FRAGMENTO -
****

Por cierto no tengo nada contra esos vendedores callejeros, ni contra los que me ofrecen mercaderías innecesarias y de mala calidad a bordo de los buses del Transantiago o del Metro. Tampoco me molestan los músicos que invaden la tranquilidad de los viajes urbanos con sus estentóreas interpretaciones. Al fin de cuentas es mejor que se dediquen a vender o cantar, antes que se deslicen por el fácil camino del delito o la prostitución. Sólo que cada vez que contemplo estas situaciones, se me reafirma ese retrato doloroso del Chile actual.
Todo lo anteriormente expuesto me lleva entonces a lidiar con la otra posible razón para visitar Chile: ¿tenemos una cierta dosis de masoquismo los chilenos del exterior que regularmente venimos a dejar nuestros dólares, esforzadamente ganados, en este país que, en el mejor de los casos, nos recibe con indiferencia? Puede ser.
Claro está, ese sentimiento a su vez puede compensarse o incluso cancelarse con el poderoso aliciente de la esperanza y un cierto optimismo que basábamos en la capacidad de movilización y de lucha del pueblo chileno. “Las cosas tendrán que cambiar” nos decíamos quienes año a año nos encontramos de paso. Nosotros, antiguos compañeros de luchas pretéritas, cada tanto nos parecía ver renacer ese espíritu de lucha en las sucesivas movilizaciones sectoriales que observábamos, ya fuera en nuestros propios viajes o a través de los recuentos de la televisión o de las redes sociales desde nuestros países de residencia. Pero este año las cosas parecen diferentes: la derecha obtuvo un triunfo contundente y cuando sus personeros anuncian que ahora van a afincarse en el gobierno por muchos años, uno no puede menos que tomarlos en serio: sí, pueden hacerlo.

****

LISTADO DE DATOS -
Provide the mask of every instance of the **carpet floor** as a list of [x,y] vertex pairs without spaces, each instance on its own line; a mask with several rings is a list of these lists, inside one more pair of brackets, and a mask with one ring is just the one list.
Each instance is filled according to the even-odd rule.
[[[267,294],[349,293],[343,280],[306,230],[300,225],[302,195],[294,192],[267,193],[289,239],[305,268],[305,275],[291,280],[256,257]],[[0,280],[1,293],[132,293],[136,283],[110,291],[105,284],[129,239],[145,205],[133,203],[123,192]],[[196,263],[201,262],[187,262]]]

****

Según el fragmento, ¿a bordo de qué medios de transporte se ofrecen mercaderías innecesarias y de mala calidad? Para responder, apóyate únicamente en el fragmento.

En los buses del Transantiago y en el Metro.